◆ Written request
Restate the complete material exactly.

◆ Supplied information
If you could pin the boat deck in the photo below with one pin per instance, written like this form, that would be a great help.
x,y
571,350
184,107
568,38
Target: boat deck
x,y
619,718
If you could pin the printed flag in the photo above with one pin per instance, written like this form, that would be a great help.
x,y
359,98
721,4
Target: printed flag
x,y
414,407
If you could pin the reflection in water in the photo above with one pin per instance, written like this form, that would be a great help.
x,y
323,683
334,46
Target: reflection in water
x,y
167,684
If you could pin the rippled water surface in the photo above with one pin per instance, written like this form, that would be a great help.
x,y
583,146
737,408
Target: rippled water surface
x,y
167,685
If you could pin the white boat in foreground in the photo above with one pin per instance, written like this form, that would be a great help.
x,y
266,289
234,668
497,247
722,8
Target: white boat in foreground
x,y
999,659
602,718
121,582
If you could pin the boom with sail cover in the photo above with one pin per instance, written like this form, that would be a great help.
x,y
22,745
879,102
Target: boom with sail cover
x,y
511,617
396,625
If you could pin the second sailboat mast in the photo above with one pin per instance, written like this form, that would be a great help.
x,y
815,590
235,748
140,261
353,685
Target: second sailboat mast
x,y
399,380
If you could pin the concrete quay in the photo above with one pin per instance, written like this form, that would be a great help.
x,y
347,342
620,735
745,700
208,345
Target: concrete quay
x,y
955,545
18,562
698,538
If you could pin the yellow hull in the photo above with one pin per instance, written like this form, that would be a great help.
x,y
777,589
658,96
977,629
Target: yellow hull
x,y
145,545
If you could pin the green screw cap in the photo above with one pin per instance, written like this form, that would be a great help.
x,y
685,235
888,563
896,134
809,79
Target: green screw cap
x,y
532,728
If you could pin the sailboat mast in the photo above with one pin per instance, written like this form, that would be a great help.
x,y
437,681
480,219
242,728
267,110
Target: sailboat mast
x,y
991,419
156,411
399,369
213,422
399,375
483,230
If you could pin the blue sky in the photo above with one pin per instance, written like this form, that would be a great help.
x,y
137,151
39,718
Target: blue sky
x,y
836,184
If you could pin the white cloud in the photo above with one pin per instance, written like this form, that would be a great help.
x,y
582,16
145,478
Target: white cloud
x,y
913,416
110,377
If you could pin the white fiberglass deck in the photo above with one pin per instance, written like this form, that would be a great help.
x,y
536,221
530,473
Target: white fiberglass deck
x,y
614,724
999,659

◆ Result of this exercise
If you could pin the boat deck in the photo below with one pin per instance, written like this form, that would be a great help.
x,y
571,350
184,107
568,38
Target: boat deck
x,y
619,718
If you could pin the printed flag in the photo above with one pin per instance, written like this form, that would be a great help.
x,y
359,98
721,4
Target: printed flag
x,y
414,407
If you could pin the reflection in water in the photo above with one pin per instance, written like this form, that would be a great help.
x,y
323,683
334,46
Target: reflection in water
x,y
167,684
If you could pin the rippled water surface in the photo above with one pin per instance, written like this form, that would be a great help.
x,y
583,146
737,408
Target: rippled water surface
x,y
167,685
If you could pin the white boat in foreground in the photo above with one pin per instance, written like this form, that would be a great help.
x,y
266,289
234,668
497,247
722,8
Target: white boat in foreground
x,y
999,659
602,718
121,582
If you could pin the boom with sail cover in the photo above with one pin per instance, written like this form, that would be a great help.
x,y
22,745
879,102
Target: boom with sail cover
x,y
511,617
396,625
If you could pin the second sailboat mast in the photo above with one pin per instance, written like this form, that would be a great help.
x,y
815,590
235,748
140,261
353,685
Target: second sailboat mast
x,y
399,380
If you could pin the concrete quay in the photo above with one pin per instance, written like this form, that would be a great help.
x,y
347,342
620,735
745,700
208,345
Target: concrete quay
x,y
955,545
18,562
698,538
If you could pin the yellow hull in the photo above with one pin per instance, written like this form, that would be a great help.
x,y
777,589
658,96
977,629
Target: yellow hull
x,y
145,545
If you could pin the green screw cap in the photo above with one pin per instance, written like this form, that would be a great help.
x,y
685,235
888,563
896,134
809,79
Target: green screw cap
x,y
532,728
If you could pin the sailboat mast in the photo above with one pin per instance, written like this form, that would be a great help.
x,y
437,681
480,219
242,728
267,110
Target: sailboat mast
x,y
991,419
156,411
399,369
213,422
399,375
483,230
If you could pin the blue sky in the photo above with one pin per instance, written like this form, that would be a great help.
x,y
137,151
39,718
Target: blue sky
x,y
836,184
If you could pin the white cloud in the photo above with one pin per instance, written like this form, that would be a great help.
x,y
582,16
145,478
Target: white cloud
x,y
913,416
110,377
If you could pin the white fiberglass deck in the photo above with one pin per instance, written like this form, that would be a great help.
x,y
536,221
530,473
Target: white fiberglass deck
x,y
614,724
999,659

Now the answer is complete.